• **REQUIRED WORK**: Return the lines of material starting at the line that contains "fret wire ->" and ending at the line that contains "electric guitar ->", copied exactly, with both of those lines included.

• **ITEMS**:
----------------------------------------

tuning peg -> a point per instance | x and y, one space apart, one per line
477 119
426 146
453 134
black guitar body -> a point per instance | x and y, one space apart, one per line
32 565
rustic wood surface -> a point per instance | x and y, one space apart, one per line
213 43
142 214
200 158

----------------------------------------

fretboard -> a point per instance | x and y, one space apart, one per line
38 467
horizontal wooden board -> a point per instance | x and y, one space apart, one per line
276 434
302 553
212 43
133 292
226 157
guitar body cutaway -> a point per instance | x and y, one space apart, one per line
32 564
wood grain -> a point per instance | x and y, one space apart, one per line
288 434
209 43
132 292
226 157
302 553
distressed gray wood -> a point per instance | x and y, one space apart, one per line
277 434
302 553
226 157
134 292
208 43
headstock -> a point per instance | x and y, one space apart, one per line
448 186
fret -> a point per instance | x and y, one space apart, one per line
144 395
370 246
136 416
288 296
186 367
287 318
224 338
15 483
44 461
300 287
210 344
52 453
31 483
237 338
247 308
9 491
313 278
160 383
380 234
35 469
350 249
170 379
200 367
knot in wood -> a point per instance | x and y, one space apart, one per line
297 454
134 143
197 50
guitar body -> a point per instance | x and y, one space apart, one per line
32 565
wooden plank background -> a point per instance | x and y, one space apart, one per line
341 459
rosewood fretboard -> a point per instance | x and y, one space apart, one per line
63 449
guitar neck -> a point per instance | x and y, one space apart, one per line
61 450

----------------------------------------

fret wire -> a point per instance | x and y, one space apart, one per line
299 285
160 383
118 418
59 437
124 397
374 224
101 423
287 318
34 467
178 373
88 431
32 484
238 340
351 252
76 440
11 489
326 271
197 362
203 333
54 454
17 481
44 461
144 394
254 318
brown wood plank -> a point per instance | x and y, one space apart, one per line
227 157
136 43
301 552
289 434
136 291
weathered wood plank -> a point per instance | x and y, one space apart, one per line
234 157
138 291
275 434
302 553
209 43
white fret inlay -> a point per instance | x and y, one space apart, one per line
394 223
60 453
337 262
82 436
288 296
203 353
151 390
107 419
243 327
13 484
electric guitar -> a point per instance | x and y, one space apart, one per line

----------------------------------------

• **FINISHED EXERCISE**:
fret wire -> a point per instance | x and y, one space apart, one per line
299 285
160 383
118 418
59 437
124 397
374 224
101 423
287 318
34 467
178 373
88 431
32 484
238 340
351 252
76 440
11 489
326 271
197 362
203 333
54 454
17 481
44 461
144 394
254 318
brown wood plank -> a point per instance | x and y, one space apart, one per line
227 157
136 43
301 552
289 434
136 291
weathered wood plank -> a point per instance | x and y, one space apart, one per line
234 157
138 291
275 434
302 553
209 43
white fret inlay -> a point per instance | x and y, one space apart, one per line
394 223
60 453
337 262
82 436
288 296
203 353
151 390
107 419
243 327
13 484
electric guitar -> a point per instance | x and y, one space apart, one per line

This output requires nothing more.